All of the data below should be set down again verbatim, without any images.

*Excerpted records*

• • • •

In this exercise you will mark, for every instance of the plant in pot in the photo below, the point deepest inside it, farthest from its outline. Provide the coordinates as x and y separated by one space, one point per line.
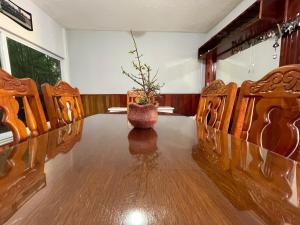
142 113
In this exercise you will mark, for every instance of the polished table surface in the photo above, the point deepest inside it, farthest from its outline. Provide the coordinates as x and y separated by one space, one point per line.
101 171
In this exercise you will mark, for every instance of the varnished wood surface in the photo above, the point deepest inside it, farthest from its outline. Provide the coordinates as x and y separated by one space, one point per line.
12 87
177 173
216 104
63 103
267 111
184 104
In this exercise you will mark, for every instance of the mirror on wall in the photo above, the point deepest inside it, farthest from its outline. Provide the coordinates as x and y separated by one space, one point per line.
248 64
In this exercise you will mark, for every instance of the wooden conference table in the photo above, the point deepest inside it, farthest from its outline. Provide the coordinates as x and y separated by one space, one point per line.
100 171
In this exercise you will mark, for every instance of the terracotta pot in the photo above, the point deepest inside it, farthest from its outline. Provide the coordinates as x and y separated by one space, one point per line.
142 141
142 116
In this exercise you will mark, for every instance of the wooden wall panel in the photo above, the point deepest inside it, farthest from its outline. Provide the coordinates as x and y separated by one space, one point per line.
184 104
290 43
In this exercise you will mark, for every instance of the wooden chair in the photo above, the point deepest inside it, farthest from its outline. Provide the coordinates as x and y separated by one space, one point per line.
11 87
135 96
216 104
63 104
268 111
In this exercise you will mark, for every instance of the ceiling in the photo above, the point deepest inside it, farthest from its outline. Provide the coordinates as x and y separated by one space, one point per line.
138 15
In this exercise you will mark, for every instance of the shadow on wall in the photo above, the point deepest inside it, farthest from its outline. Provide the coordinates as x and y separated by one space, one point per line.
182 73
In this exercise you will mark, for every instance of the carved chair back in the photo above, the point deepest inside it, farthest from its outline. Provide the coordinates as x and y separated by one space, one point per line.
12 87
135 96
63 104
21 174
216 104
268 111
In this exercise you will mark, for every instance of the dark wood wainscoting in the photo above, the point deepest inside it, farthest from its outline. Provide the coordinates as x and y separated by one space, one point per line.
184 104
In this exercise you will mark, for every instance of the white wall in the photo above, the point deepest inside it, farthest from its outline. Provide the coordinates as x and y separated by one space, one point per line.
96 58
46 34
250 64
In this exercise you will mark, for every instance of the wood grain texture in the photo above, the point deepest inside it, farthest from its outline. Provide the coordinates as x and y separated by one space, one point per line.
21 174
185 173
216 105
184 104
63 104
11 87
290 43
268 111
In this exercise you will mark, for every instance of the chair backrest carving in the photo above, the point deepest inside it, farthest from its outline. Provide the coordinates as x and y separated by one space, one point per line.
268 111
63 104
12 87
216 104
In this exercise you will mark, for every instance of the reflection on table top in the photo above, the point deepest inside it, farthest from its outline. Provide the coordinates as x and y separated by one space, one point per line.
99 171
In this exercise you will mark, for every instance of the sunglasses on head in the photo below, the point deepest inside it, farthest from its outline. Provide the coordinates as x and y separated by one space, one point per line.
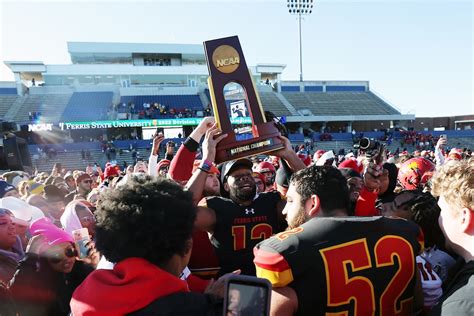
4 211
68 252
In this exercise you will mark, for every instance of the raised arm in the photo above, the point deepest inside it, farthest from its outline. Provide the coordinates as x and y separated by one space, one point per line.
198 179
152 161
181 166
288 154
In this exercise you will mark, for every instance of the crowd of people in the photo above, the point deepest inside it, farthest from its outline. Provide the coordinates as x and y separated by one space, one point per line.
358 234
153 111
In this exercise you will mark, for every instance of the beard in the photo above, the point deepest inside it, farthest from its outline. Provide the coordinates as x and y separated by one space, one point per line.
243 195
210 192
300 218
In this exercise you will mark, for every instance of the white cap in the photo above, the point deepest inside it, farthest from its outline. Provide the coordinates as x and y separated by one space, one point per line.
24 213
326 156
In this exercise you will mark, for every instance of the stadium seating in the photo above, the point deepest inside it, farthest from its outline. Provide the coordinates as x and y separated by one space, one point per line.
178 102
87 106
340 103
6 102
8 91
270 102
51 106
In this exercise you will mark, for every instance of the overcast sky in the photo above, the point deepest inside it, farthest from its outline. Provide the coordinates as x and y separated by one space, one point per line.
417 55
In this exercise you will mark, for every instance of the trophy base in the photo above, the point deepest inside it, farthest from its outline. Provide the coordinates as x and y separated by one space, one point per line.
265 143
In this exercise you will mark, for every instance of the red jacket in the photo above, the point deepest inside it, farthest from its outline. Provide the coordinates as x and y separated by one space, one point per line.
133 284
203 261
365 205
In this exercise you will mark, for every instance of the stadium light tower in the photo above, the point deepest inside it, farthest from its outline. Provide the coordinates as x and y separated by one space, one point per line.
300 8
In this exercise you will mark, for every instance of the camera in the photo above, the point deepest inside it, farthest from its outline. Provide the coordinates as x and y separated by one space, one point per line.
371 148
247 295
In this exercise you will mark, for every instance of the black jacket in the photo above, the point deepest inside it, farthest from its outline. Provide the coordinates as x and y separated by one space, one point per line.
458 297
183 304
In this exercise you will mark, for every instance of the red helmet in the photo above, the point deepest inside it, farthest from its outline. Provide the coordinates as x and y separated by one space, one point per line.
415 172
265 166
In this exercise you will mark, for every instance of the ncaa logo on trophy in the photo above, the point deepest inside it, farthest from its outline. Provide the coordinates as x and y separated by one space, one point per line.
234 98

• • • •

*Answer space*
In this exercise you will mark, for every instance of the plant in pot in the photo below, the point deepest inside it, farthest from its outline. Provide the coordinates as x and y separated by one space, one point per line.
142 113
In this exercise you will mark, for every instance of the polished table surface in the photo above, the point deepest inside it, farthest from its outline. Provide the coordinates as x and y separated by one space, one point per line.
101 171
In this exercise you will mark, for every instance of the varnished wood surface in the photo above, the point deepest inside it, farthest from its outline. Provide the coordinates as x and y separated by one space, one point per line.
12 87
177 173
216 104
63 103
267 111
184 104
In this exercise you will mark, for every instance of the mirror on wall in the photo above, the point deepest inside it, farthest from its outline. Provide the coordinates as x and y separated by one space, one point per line.
248 64
In this exercise you will mark, for every instance of the wooden conference table in the photo above, the point deepest inside it, farthest from its outline. Provide the coordinates as x and y separated by one space, one point per line.
100 171
In this exercise you will mark, for every instance of the terracotta pot in the photo above, the point deepest inside it, farthest from its outline. Provide the coordinates as x and y separated by one space, one point per line.
142 141
142 116
In this exercise you will mark, for every instance of the wooden wall panel in the photo above, the point deepest inside it, farthest from its outline. Provide the coordinates as x and y separated by one space, one point per line.
184 104
290 43
In this exercise you will mark, for every instance of the wooden chair in the photo above, the point deepest inside it, farthest from its outline. Provide the coordinates as x and y separated by one space, one point per line.
11 87
135 96
216 104
63 104
268 111
In this exercise you will mark, for every instance of the ceiling in the photo above, the point deepest inside it, farthest from its outline. Provide the coordinates as x and y separated by one space, one point per line.
138 15
In this exercise you will mark, for every instance of the shadow on wall in the photo above, the point deepest inside it, farthest from its outline. Provide the coordinates as x and y separated by one space, one point per line.
182 73
In this exercise you will mark, for every instance of the carved chair back in the photo above, the point deepest inside it, farthest from its outline. Provide the coordinates as x and y separated by one space, one point per line.
12 87
135 96
63 104
21 174
216 104
268 111
In this exercise you will mark, for every instance of the dark wood wainscoting in the photo above, the point deepest inside it, farthest from its outline. Provide the coordinates as x and y separated by one space, one point per line.
184 104
In this exercise you will mark, for every instance of the white wall in the photo above, the point deepest inside it, farthest from its outline. Provide the coordinates as x and y separated by one space, one point per line.
96 58
46 34
250 64
In this exercise you will mark, for every instance of the wood grain texture in the photo above, the point deepest inside it, farthest from its outline. Provide the coordinates as x and y separated by one space, one point per line.
21 174
185 173
216 105
184 104
63 104
11 87
290 43
268 111
In this exercise you will mark, for every instance of the chair backrest carving in the photo above, the point deepest inside it, farthest from its outline. Provide the coordinates as x and y separated by one space, one point per line.
268 111
63 104
12 87
216 104
In this exercise you will mark, for every instance of the reflection on table top in the photo above, the point deepest inside it, farthest from its outline. Provide the coordinates as x and y separated by one space, one point per line.
99 171
In this exercise you will mark, for every instance of the sunglasses on head in the photo below, the point deepest inside it, farthest from its outline. Provide the coordinates as x and y separated by one space, one point per line.
4 211
68 252
In this exercise you will mark, for every instance of the raised arm in the photo above, the point deepest inside it, farthest from its outline. Provide the coordinates as x and y separated by one space, one point per line.
198 179
152 161
181 166
288 154
In this exercise you will mark, for every instance of the crowd of people in the photo above, the point deepest inside it, farthest from its outline. Provide the coordinates as x and y separated by one space, one point per line.
358 234
153 111
In this exercise you will mark, for every instance of the beard in the photo above, the point deepest inside it, farthest from its outline. Provide the coordinates as x and y separated by one space, one point per line.
243 195
210 192
300 218
In this exercise you will mark, for every instance of the white cap in the photo above, the point deepest inside it, farthest from its outline. Provide the coordinates as x and y separated by one space, one point per line.
24 213
326 156
In this exercise you will mark, for every instance of the stadium seating in the photo above, the point deepest inside it, farthest from its outline. Provide the coordinates as x and y separated by one space, one point per line.
178 102
87 106
340 103
6 102
8 91
270 102
51 106
In this exercise you will mark, for every instance of the overcast sky in the photo above, the point deepest inside it, farthest from its outline. Provide the coordinates as x and y separated by one space, one point per line.
417 55
In this exercise you will mark, for every instance of the trophy base in the photo above, the point deepest inside it, farthest from its outline. Provide the coordinates as x and y separated by one space, one point per line.
265 143
In this exercise you will mark, for every instance of the red jacket in the photo above, the point deepest inside it, farthest from its outline. Provide the coordinates as x and y separated by one space, one point per line.
133 284
203 261
365 205
In this exercise you will mark, for every instance of the stadium light tower in the photo above, the point deepest inside it, farthest from its outline. Provide the coordinates as x and y separated by one space, one point per line.
300 8
In this exercise you will mark, for every instance of the camera in the photo above, the point deepest inside it, farthest from its outline. Provide the coordinates as x and y separated by one space, one point per line.
371 148
247 295
In this exercise you will mark, for every instance of the black jacket in the photo above, the point deepest inside it, farthest from its outline. Provide the coordinates as x and y separated by one space, one point per line.
458 297
183 304
In this exercise you will mark, for every instance of the red helmet in the photo above, the point deepest inside it, farthest from its outline. Provide the coordinates as x and y separated by one space, one point per line.
415 172
265 166
In this exercise you will mark, for every instance of the ncaa logo on trophy in the photo above, the point deepest inside it, farthest from its outline. Provide the coordinates as x and y separated by one space, one point per line.
234 98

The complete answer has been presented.